BEGIN STORED DATA
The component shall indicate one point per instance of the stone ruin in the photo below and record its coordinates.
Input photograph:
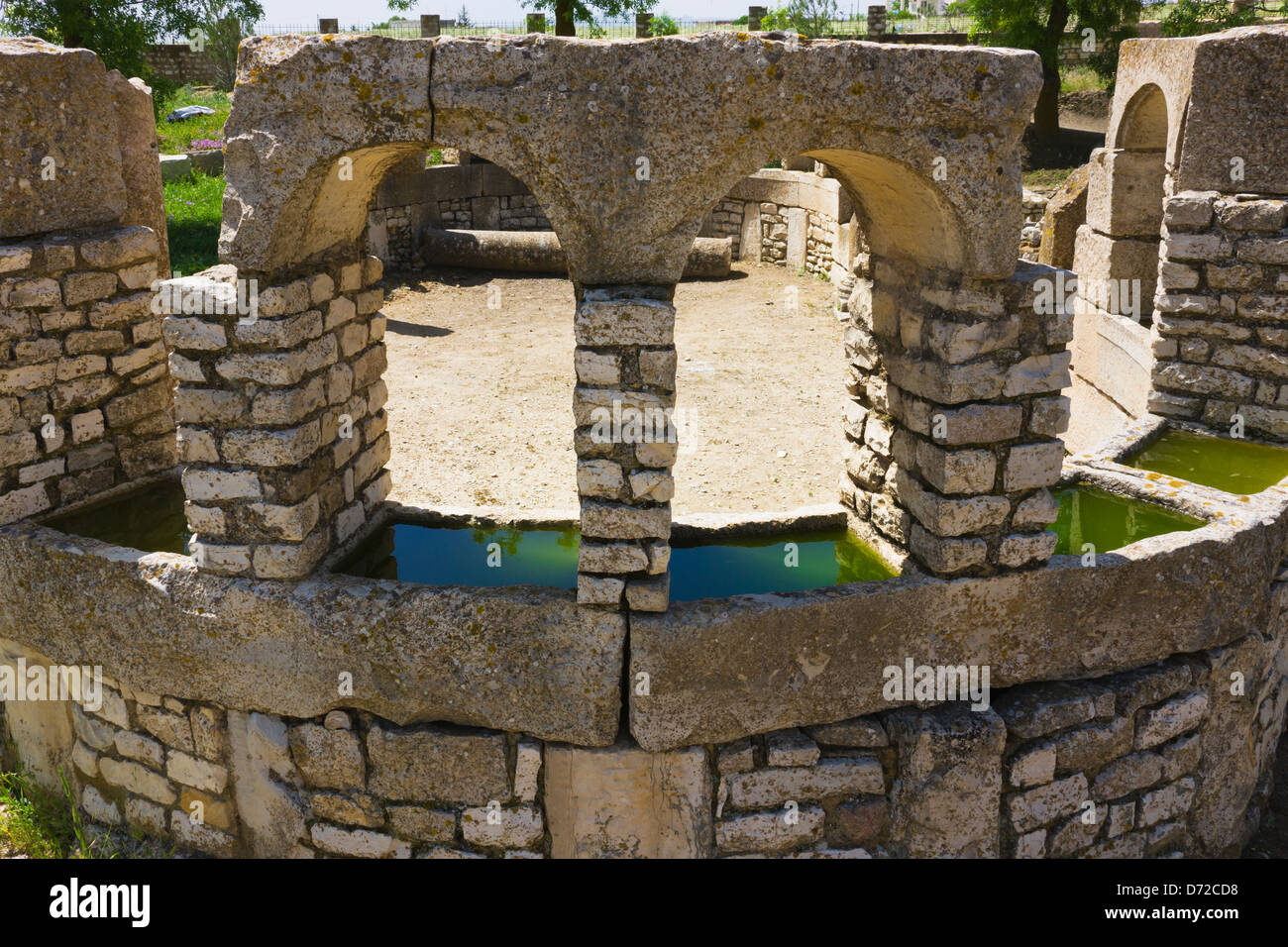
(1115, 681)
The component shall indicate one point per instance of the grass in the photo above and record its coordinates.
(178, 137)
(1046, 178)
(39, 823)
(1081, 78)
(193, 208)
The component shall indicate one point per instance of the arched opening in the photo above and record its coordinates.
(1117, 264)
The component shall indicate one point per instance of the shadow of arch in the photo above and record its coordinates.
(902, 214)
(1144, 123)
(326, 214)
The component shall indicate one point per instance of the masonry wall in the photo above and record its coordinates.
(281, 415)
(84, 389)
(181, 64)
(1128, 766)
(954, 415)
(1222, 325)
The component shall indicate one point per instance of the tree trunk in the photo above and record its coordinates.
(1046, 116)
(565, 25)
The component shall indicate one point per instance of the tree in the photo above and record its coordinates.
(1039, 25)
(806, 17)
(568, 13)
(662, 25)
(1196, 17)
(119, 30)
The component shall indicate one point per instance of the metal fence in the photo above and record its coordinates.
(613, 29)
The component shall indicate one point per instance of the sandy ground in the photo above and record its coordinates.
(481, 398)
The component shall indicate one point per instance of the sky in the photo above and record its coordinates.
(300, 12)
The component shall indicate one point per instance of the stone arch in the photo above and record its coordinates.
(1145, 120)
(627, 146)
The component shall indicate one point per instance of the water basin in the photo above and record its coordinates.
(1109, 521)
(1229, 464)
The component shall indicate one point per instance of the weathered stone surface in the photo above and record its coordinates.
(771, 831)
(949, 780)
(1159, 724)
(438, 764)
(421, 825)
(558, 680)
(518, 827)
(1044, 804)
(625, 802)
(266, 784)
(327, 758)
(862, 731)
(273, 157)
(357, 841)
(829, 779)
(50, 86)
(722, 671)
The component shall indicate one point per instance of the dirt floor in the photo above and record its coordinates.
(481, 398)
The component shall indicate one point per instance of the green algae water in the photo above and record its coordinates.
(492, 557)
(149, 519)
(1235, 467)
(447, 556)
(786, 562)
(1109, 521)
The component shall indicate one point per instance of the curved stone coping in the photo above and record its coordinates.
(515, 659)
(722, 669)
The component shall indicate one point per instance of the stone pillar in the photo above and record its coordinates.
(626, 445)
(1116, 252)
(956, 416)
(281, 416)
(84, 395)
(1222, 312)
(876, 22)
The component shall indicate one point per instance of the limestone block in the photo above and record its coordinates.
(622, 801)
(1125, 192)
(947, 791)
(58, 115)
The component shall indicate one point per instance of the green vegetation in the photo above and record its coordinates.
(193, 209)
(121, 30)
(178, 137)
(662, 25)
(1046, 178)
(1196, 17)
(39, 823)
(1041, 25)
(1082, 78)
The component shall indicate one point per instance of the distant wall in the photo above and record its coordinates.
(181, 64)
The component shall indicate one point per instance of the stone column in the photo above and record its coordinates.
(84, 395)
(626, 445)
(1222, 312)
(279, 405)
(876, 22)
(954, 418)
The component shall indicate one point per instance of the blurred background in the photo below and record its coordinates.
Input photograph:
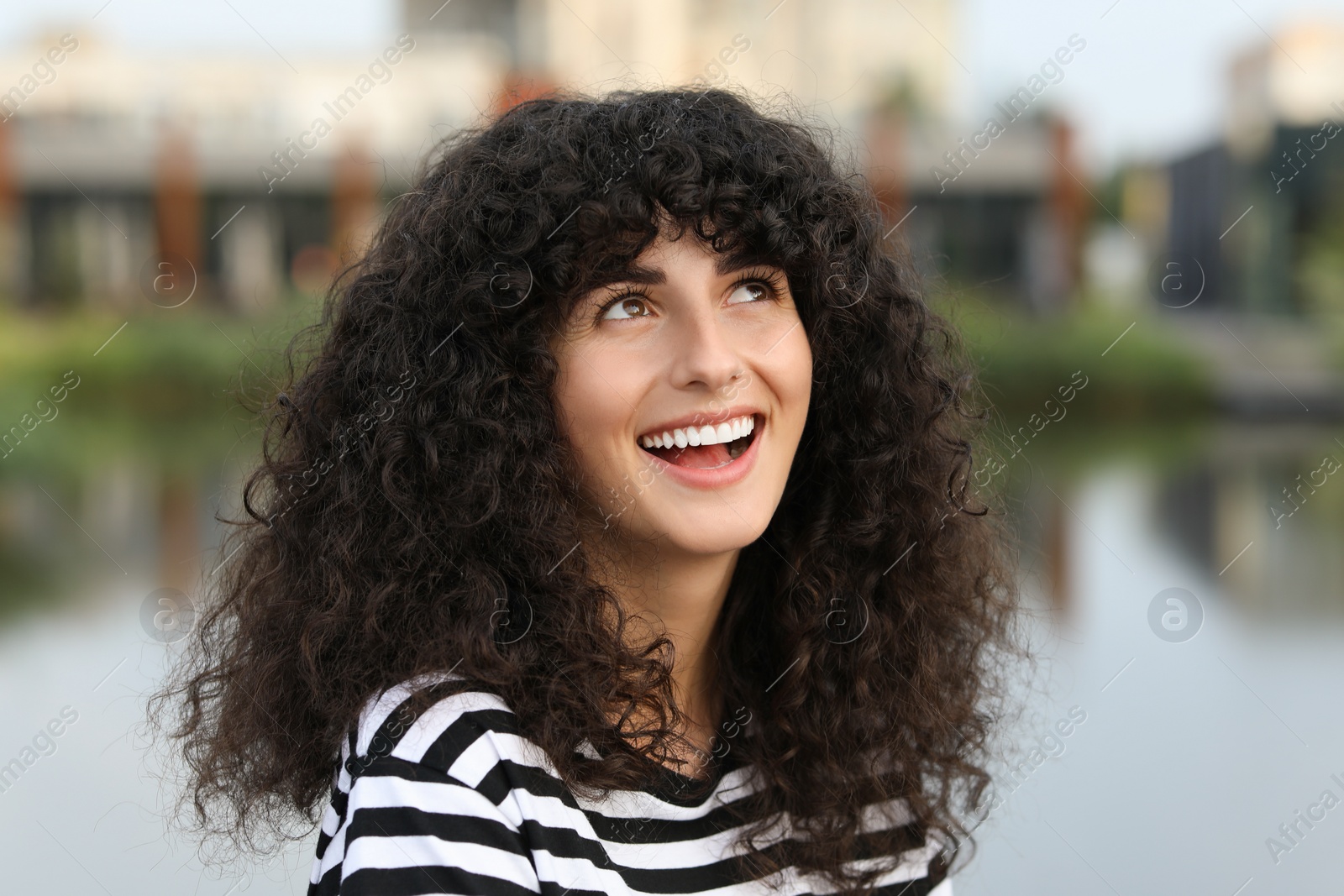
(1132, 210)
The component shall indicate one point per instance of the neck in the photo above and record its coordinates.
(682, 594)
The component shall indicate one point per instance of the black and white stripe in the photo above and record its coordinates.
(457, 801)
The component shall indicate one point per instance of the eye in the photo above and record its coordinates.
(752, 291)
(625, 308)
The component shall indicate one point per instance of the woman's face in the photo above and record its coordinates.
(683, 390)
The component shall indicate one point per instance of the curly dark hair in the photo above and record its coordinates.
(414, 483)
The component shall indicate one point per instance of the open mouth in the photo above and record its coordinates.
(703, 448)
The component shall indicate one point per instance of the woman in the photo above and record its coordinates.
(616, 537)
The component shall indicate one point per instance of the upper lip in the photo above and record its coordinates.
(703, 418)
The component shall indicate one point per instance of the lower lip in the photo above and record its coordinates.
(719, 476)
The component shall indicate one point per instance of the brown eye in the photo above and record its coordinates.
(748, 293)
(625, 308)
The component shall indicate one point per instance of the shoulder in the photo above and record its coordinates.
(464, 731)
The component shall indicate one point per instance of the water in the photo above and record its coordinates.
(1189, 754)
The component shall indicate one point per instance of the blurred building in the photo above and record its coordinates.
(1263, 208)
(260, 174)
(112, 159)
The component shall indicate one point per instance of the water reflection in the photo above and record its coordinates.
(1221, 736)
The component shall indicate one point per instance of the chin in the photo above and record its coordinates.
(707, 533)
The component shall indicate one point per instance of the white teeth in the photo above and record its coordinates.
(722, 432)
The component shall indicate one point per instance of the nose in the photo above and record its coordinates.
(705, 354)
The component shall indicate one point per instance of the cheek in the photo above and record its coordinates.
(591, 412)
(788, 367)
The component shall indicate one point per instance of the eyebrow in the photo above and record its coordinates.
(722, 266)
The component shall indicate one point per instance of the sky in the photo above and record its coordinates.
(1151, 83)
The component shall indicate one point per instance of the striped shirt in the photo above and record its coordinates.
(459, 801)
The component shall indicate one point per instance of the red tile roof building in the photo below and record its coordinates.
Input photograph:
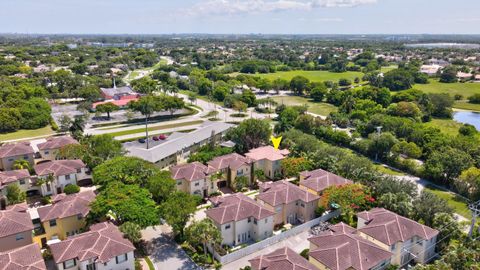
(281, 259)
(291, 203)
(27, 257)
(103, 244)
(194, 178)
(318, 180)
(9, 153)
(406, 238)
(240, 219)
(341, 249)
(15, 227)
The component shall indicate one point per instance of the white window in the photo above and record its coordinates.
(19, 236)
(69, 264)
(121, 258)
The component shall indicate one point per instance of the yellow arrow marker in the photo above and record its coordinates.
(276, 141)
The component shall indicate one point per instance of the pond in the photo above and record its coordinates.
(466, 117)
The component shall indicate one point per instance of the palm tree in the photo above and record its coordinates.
END STORED DATA
** TRY IT **
In the entries above, count each line holding "below" and report the total and nothing more.

** WRITTEN RESPONSE **
3